*** Begin section ***
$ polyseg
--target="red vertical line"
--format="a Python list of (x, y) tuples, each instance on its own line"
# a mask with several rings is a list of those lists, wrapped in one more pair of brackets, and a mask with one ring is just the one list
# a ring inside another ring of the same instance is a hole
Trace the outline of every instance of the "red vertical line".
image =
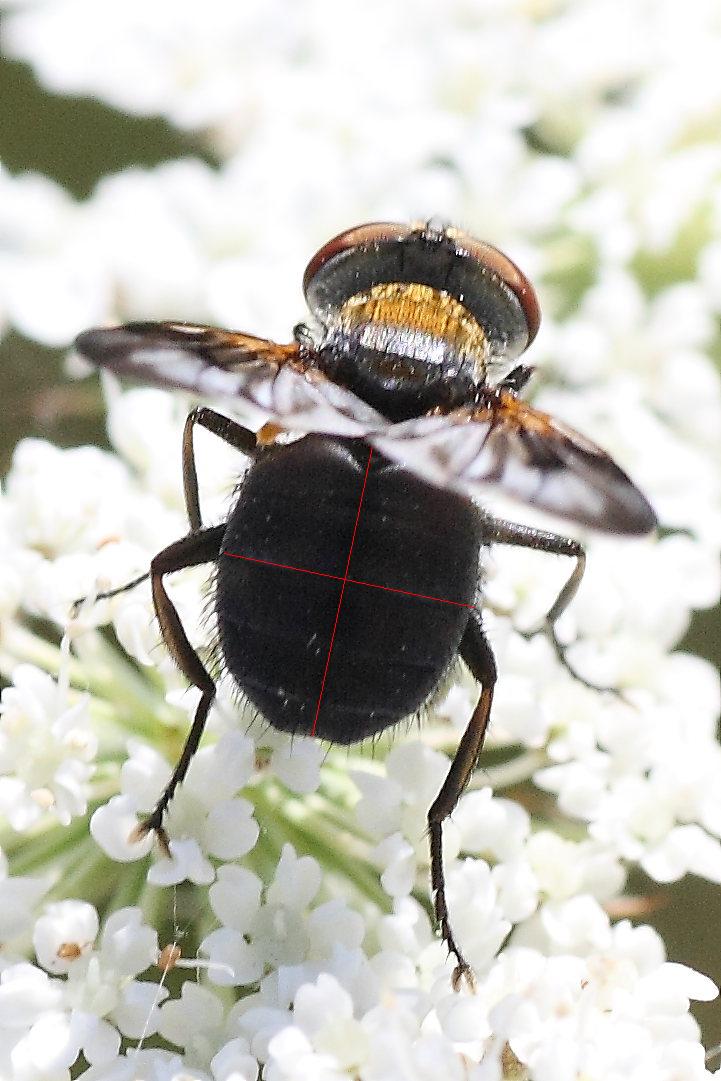
[(323, 681), (322, 681), (322, 683), (320, 685), (320, 694), (318, 695), (318, 704), (317, 704), (317, 706), (315, 708), (315, 717), (313, 718), (313, 727), (310, 730), (311, 736), (315, 735), (315, 728), (316, 728), (316, 725), (318, 724), (318, 715), (320, 713), (320, 704), (321, 704), (321, 702), (323, 700), (323, 692), (325, 690), (325, 681), (326, 681), (326, 678), (328, 676), (328, 668), (330, 666), (330, 655), (331, 655), (331, 653), (333, 651), (333, 642), (335, 641), (335, 632), (338, 629), (338, 617), (340, 616), (340, 607), (341, 607), (341, 605), (343, 603), (343, 594), (345, 593), (346, 582), (348, 581), (348, 570), (350, 568), (351, 556), (353, 555), (353, 545), (355, 544), (356, 533), (358, 532), (358, 522), (360, 521), (361, 507), (363, 506), (363, 497), (364, 497), (365, 491), (366, 491), (366, 484), (368, 483), (368, 474), (369, 474), (370, 468), (371, 468), (371, 458), (372, 457), (373, 457), (373, 448), (371, 447), (370, 452), (368, 454), (368, 464), (366, 466), (365, 476), (363, 477), (363, 487), (361, 488), (360, 499), (358, 501), (358, 510), (357, 510), (356, 516), (355, 516), (355, 525), (353, 526), (353, 536), (351, 537), (350, 548), (348, 549), (348, 559), (346, 560), (345, 573), (343, 575), (343, 585), (341, 586), (340, 597), (338, 598), (338, 607), (336, 608), (336, 613), (335, 613), (335, 623), (333, 624), (333, 633), (330, 636), (330, 645), (328, 646), (328, 656), (325, 659), (325, 670), (323, 671)]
*** End section ***
_What you will do_
Look above for the line holding "# a mask with". Print it and every line after it, exactly, through the line holding "Trace the outline".

_Exercise result_
# a mask with several rings is a list of those lists, wrapped in one more pair of brackets, and a mask with one ring is just the one list
# a ring inside another ring of the same instance is a hole
Trace the outline of every instance of the "red vertical line".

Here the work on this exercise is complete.